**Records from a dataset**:
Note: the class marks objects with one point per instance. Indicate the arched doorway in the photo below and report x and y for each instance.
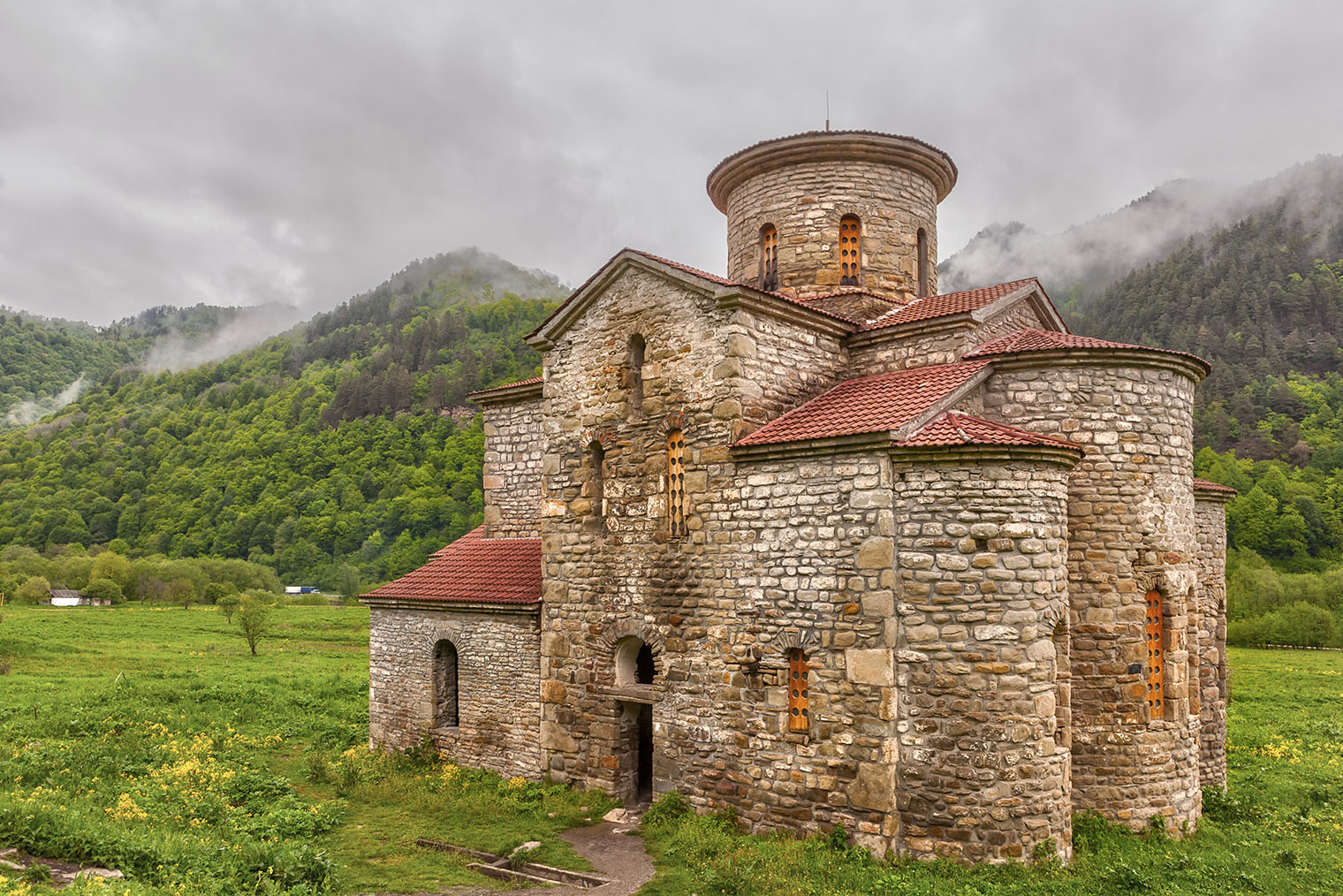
(635, 669)
(444, 684)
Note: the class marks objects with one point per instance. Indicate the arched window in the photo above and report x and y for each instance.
(1195, 687)
(637, 346)
(769, 258)
(643, 666)
(444, 686)
(1155, 658)
(634, 663)
(850, 246)
(676, 482)
(923, 262)
(596, 482)
(798, 717)
(1063, 687)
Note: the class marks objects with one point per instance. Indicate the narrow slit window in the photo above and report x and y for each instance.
(444, 686)
(798, 717)
(596, 482)
(676, 482)
(850, 246)
(769, 258)
(1155, 656)
(923, 262)
(637, 348)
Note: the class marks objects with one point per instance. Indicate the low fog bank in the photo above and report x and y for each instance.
(1104, 249)
(247, 328)
(27, 413)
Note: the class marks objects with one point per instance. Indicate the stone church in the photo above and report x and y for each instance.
(823, 545)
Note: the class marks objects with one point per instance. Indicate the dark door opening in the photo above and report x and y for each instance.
(643, 792)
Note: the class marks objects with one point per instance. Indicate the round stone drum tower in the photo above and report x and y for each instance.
(836, 209)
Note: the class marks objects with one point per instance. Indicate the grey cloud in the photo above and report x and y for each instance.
(246, 152)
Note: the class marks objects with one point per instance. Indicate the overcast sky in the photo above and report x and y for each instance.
(235, 152)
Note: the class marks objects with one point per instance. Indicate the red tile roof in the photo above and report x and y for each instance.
(876, 403)
(852, 291)
(500, 389)
(1203, 485)
(474, 570)
(955, 428)
(720, 281)
(963, 302)
(1037, 340)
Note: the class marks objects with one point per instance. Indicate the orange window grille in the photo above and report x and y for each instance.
(676, 482)
(850, 238)
(769, 258)
(798, 717)
(1155, 661)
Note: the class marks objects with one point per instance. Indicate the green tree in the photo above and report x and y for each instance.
(253, 622)
(181, 591)
(1252, 518)
(229, 604)
(111, 566)
(349, 583)
(34, 590)
(103, 590)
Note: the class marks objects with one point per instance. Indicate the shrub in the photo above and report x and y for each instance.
(33, 591)
(103, 590)
(253, 622)
(229, 604)
(668, 808)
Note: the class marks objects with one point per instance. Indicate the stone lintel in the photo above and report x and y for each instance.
(1213, 496)
(785, 309)
(1063, 457)
(808, 447)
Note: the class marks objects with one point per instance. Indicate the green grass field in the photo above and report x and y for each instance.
(151, 740)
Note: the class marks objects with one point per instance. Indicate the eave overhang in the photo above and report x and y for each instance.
(451, 606)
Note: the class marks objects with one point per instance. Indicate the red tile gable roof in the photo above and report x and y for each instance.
(500, 389)
(963, 302)
(876, 403)
(474, 570)
(955, 428)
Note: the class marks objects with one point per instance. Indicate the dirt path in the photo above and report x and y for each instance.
(615, 852)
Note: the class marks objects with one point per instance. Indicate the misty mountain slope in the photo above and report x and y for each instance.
(1257, 299)
(1263, 301)
(333, 444)
(44, 363)
(1077, 263)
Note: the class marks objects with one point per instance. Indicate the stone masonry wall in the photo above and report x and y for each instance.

**What to produce**:
In the rows from the line with "the green grass" through the end of the rows, change "dirt path" to "gravel path" and leave everything else unchanged.

**Reply to the exercise**:
Note: the class marks objects with one point per instance. Indicate the green grass field in the photo above and report x and y for each instance.
(151, 740)
Note: the class marks objects with one point per instance. Indicate the eave overhang in the photo above and report x and y for each instance.
(451, 606)
Note: the class marks objects with one point per instance. Indicate the red tile gable roof in the photo above and report x and y for each instance.
(500, 389)
(963, 302)
(876, 403)
(474, 570)
(955, 428)
Note: the class marks objects with one point per instance. Indicate the gravel path in the photo above and report x and y for each instance.
(615, 852)
Note: the class marks objects with one point per instance. Indicate the misty mountain slope in the photo above and report x and y for each instance.
(1257, 299)
(1263, 301)
(333, 444)
(44, 363)
(1077, 263)
Note: the class marks objects with one point per instance. Indicate the stone masonry wall in the photo above and report x and y for each instance.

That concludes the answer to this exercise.